Task objective:
Pictures aside, repeat all the entries below exactly as they appear.

Collected data entries:
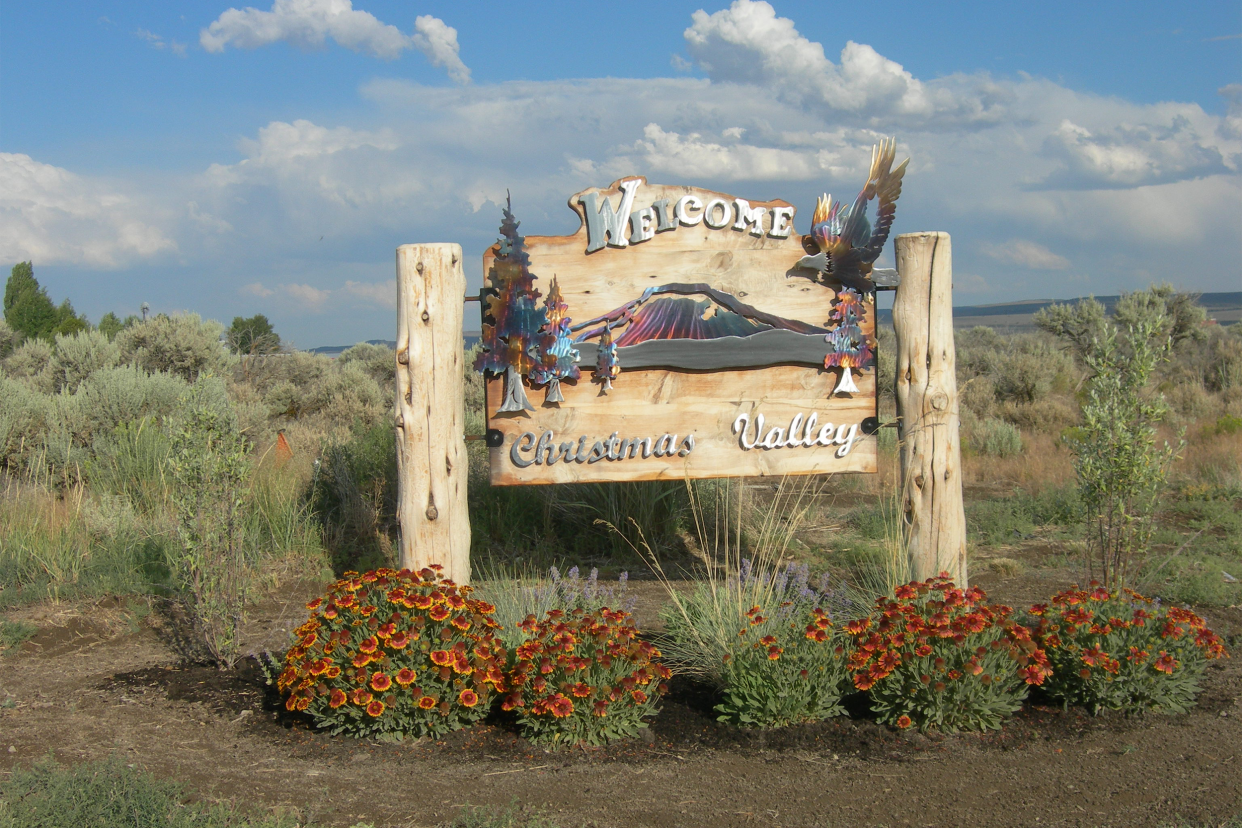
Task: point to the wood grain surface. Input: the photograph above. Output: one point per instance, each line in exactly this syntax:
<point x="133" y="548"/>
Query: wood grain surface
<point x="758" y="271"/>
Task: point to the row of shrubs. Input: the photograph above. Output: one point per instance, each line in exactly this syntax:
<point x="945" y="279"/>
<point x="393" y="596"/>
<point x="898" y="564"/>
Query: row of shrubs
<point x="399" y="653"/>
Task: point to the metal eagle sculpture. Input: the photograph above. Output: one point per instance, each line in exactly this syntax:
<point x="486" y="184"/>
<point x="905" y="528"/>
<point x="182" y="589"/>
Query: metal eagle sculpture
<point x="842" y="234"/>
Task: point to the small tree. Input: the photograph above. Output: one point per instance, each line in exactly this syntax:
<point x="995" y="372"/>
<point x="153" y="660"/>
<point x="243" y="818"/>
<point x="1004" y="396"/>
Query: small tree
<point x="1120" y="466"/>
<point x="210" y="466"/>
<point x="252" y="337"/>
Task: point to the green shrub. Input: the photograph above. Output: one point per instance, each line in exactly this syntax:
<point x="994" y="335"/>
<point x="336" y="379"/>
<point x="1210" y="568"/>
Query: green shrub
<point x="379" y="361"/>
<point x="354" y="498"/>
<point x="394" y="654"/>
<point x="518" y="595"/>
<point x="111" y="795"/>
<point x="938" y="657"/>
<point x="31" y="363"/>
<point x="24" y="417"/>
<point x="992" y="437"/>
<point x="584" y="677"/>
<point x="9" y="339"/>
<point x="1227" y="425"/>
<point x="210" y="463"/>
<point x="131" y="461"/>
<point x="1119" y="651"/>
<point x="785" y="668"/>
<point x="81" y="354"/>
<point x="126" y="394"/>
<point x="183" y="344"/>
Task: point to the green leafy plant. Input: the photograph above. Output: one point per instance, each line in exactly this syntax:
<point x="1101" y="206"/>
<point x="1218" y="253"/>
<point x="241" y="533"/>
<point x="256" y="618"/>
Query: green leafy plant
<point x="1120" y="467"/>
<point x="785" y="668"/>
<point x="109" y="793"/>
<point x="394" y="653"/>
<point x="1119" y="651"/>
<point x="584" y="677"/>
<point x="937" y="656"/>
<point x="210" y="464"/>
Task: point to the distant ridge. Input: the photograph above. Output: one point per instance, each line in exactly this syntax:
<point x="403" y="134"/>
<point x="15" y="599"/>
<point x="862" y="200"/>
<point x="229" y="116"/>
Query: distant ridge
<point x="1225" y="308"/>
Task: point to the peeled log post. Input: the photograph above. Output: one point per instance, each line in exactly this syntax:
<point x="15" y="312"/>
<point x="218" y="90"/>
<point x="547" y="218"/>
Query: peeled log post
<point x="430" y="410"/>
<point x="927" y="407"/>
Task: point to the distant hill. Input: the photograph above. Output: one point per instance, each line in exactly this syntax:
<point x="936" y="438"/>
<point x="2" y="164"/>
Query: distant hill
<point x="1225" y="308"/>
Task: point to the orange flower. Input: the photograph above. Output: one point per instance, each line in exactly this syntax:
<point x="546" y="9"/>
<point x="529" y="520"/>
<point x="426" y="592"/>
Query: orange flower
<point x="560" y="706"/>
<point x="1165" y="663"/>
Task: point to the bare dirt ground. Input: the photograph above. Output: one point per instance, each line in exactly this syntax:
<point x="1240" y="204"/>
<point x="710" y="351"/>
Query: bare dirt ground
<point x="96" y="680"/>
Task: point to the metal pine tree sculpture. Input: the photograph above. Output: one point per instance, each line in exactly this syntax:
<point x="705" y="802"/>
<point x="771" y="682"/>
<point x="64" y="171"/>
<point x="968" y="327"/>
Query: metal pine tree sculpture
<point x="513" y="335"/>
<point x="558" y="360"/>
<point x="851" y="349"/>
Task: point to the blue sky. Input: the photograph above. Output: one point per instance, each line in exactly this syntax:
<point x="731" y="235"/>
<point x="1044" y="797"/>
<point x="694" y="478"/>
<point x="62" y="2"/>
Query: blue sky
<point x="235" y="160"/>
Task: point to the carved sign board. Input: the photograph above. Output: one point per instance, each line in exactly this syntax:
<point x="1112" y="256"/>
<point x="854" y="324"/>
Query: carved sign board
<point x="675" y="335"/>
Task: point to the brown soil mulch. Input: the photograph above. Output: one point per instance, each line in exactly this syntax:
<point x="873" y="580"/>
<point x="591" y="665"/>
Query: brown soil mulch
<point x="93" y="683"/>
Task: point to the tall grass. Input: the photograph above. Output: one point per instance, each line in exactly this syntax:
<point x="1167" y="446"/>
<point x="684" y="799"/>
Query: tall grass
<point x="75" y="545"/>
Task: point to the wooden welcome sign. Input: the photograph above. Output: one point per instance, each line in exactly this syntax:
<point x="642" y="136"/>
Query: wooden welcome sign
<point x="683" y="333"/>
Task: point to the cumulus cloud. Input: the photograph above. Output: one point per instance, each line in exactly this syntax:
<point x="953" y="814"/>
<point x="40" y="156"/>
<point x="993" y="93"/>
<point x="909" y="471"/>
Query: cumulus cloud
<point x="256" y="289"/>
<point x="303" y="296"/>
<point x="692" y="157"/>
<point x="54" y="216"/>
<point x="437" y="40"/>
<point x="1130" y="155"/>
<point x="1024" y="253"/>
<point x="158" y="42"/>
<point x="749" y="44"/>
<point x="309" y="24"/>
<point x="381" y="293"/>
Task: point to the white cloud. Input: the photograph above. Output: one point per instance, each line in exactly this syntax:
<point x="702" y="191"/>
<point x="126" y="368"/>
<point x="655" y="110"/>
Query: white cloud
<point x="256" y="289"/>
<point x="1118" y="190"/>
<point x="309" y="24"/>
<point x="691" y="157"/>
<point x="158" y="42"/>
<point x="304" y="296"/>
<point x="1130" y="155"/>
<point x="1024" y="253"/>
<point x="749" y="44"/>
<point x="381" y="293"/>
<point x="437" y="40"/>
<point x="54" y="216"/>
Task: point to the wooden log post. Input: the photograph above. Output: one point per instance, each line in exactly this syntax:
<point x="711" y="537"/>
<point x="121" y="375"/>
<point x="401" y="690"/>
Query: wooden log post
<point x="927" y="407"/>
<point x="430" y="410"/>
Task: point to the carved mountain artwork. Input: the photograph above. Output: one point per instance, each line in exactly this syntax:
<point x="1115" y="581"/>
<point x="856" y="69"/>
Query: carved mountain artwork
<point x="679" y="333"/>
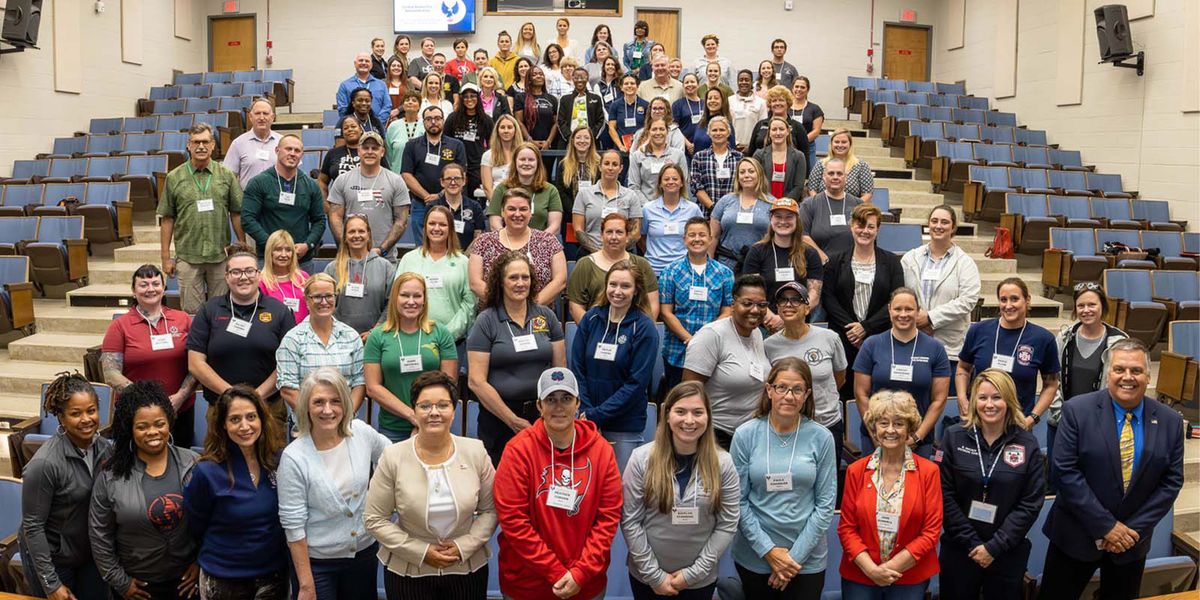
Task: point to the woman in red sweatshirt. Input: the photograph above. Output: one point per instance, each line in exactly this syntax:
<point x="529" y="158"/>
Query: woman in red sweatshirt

Solved exercise:
Task: point to the wood grain surface. Input: the photograph above. Output: one point per instance, each line in exactly this syntax:
<point x="133" y="548"/>
Query: wood grain surface
<point x="758" y="271"/>
Task: point to the row of shrubs. Input: the photograph above. Output: one point per instance, each line in exactly this syntax:
<point x="945" y="279"/>
<point x="393" y="596"/>
<point x="898" y="564"/>
Query: row of shrubs
<point x="399" y="653"/>
Task: point to the metal eagle sculpture. Input: the photograph above. Output: one point per instance, each line in exactly this syntax:
<point x="486" y="184"/>
<point x="905" y="528"/>
<point x="182" y="589"/>
Query: metal eagle sculpture
<point x="842" y="234"/>
Task: point to the small tree. Input: the photograph above. Output: one point per instance, each line in exactly this syntax:
<point x="995" y="372"/>
<point x="153" y="660"/>
<point x="243" y="818"/>
<point x="1004" y="396"/>
Query: small tree
<point x="1120" y="466"/>
<point x="210" y="466"/>
<point x="252" y="337"/>
Task: point to the green shrub. Input: the photograph above. Output: one point per instance, each line in exactly this syntax:
<point x="994" y="335"/>
<point x="336" y="379"/>
<point x="1210" y="568"/>
Query: green shrub
<point x="379" y="361"/>
<point x="354" y="498"/>
<point x="394" y="654"/>
<point x="518" y="595"/>
<point x="111" y="795"/>
<point x="938" y="657"/>
<point x="31" y="363"/>
<point x="24" y="417"/>
<point x="992" y="437"/>
<point x="584" y="677"/>
<point x="9" y="339"/>
<point x="1227" y="425"/>
<point x="210" y="463"/>
<point x="131" y="461"/>
<point x="1119" y="651"/>
<point x="785" y="668"/>
<point x="81" y="354"/>
<point x="126" y="394"/>
<point x="183" y="344"/>
Task: point to the green leafy plant. Input: the photograph above. Output: one point per instance, each line in exactly this syntax:
<point x="1101" y="206"/>
<point x="1218" y="253"/>
<point x="241" y="533"/>
<point x="256" y="618"/>
Query: green leafy plant
<point x="1120" y="467"/>
<point x="785" y="668"/>
<point x="109" y="793"/>
<point x="394" y="653"/>
<point x="1119" y="651"/>
<point x="584" y="677"/>
<point x="937" y="656"/>
<point x="210" y="464"/>
Task: point to the distant ridge. Input: the photograph above. Output: one point per instance, each line in exactly this syntax:
<point x="403" y="134"/>
<point x="15" y="599"/>
<point x="862" y="200"/>
<point x="229" y="116"/>
Query: distant ridge
<point x="1225" y="308"/>
Task: point to the peeled log post. Input: the photograph above. Output: one point per instance, each line in exactly this syntax:
<point x="15" y="312"/>
<point x="218" y="90"/>
<point x="547" y="218"/>
Query: peeled log post
<point x="430" y="410"/>
<point x="927" y="407"/>
Task: point to the distant hill. Input: the photograph above. Output: one point per instance, each line in exactly this syntax:
<point x="936" y="438"/>
<point x="2" y="164"/>
Query: distant hill
<point x="1225" y="308"/>
Task: point to the orange flower. Input: the photograph above. Output: one point per instance, each line in exactly this syntax:
<point x="546" y="9"/>
<point x="529" y="520"/>
<point x="426" y="592"/>
Query: orange flower
<point x="560" y="706"/>
<point x="1165" y="663"/>
Task: point to the bare dirt ground. Input: the photograph above. Output: one point per instance, each line in exactly this syntax:
<point x="1240" y="204"/>
<point x="710" y="351"/>
Query: bare dirt ground
<point x="96" y="680"/>
Task: point to the metal pine tree sculpture. Input: the photograph above. Output: one point per instance, each line in exactly this syntax:
<point x="705" y="802"/>
<point x="771" y="682"/>
<point x="64" y="171"/>
<point x="968" y="327"/>
Query: metal pine tree sculpture
<point x="513" y="335"/>
<point x="558" y="360"/>
<point x="851" y="349"/>
Task: point to the blue sky. Input: the photograph above. Output: one point per instance, each line in exactly this syntax:
<point x="731" y="235"/>
<point x="1044" y="797"/>
<point x="694" y="478"/>
<point x="62" y="2"/>
Query: blue sky
<point x="235" y="160"/>
Task: point to the carved sign board. Input: the photograph above. Output: one point per instance, each line in exactly this syntax:
<point x="1112" y="256"/>
<point x="854" y="324"/>
Query: carved sign board
<point x="675" y="335"/>
Task: point to the brown soil mulch. Input: the photograph above. Output: one point per instance, each line in exactly this syntax:
<point x="873" y="580"/>
<point x="591" y="665"/>
Query: brown soil mulch
<point x="93" y="683"/>
Task: point to the tall grass. Input: the photograph above. Output: one point per instance, each line in exactly this syntax:
<point x="1167" y="446"/>
<point x="684" y="799"/>
Query: tall grass
<point x="75" y="545"/>
Task: point to the wooden welcome sign. Input: the photograph above. Output: one point per instance, each line in exactly this syntax:
<point x="642" y="136"/>
Query: wooden welcome sign
<point x="683" y="333"/>
Task: point to the cumulus cloud. Input: the photograph above. Output: one point per instance, each line in exactly this syntax:
<point x="953" y="814"/>
<point x="40" y="156"/>
<point x="993" y="93"/>
<point x="909" y="471"/>
Query: cumulus cloud
<point x="256" y="289"/>
<point x="303" y="296"/>
<point x="692" y="157"/>
<point x="54" y="216"/>
<point x="437" y="40"/>
<point x="1130" y="155"/>
<point x="1024" y="253"/>
<point x="158" y="42"/>
<point x="749" y="44"/>
<point x="309" y="24"/>
<point x="381" y="293"/>
Task: point to the white cloud. Input: the photograph above. Output: one point per instance, each line in exactly this syntax:
<point x="702" y="191"/>
<point x="126" y="368"/>
<point x="655" y="110"/>
Query: white cloud
<point x="256" y="289"/>
<point x="1118" y="190"/>
<point x="309" y="24"/>
<point x="691" y="157"/>
<point x="158" y="42"/>
<point x="304" y="296"/>
<point x="1130" y="155"/>
<point x="1024" y="253"/>
<point x="749" y="44"/>
<point x="381" y="293"/>
<point x="437" y="40"/>
<point x="54" y="216"/>
Task: point to the wooden log post. Input: the photograph above. Output: one point per instance, each line in exactly this syntax:
<point x="711" y="537"/>
<point x="121" y="375"/>
<point x="401" y="690"/>
Query: wooden log post
<point x="927" y="407"/>
<point x="430" y="410"/>
Task: point to the carved mountain artwork. Input: the photograph above. Output: one point per instance, each line in exactly this syntax:
<point x="1115" y="581"/>
<point x="856" y="69"/>
Query: carved mountain artwork
<point x="679" y="333"/>
Task: point to the woman in red sweatshirt. Input: the photograph above. Output: one point per instance, each line in exactly this syntax:
<point x="529" y="158"/>
Query: woman in red sweatshirt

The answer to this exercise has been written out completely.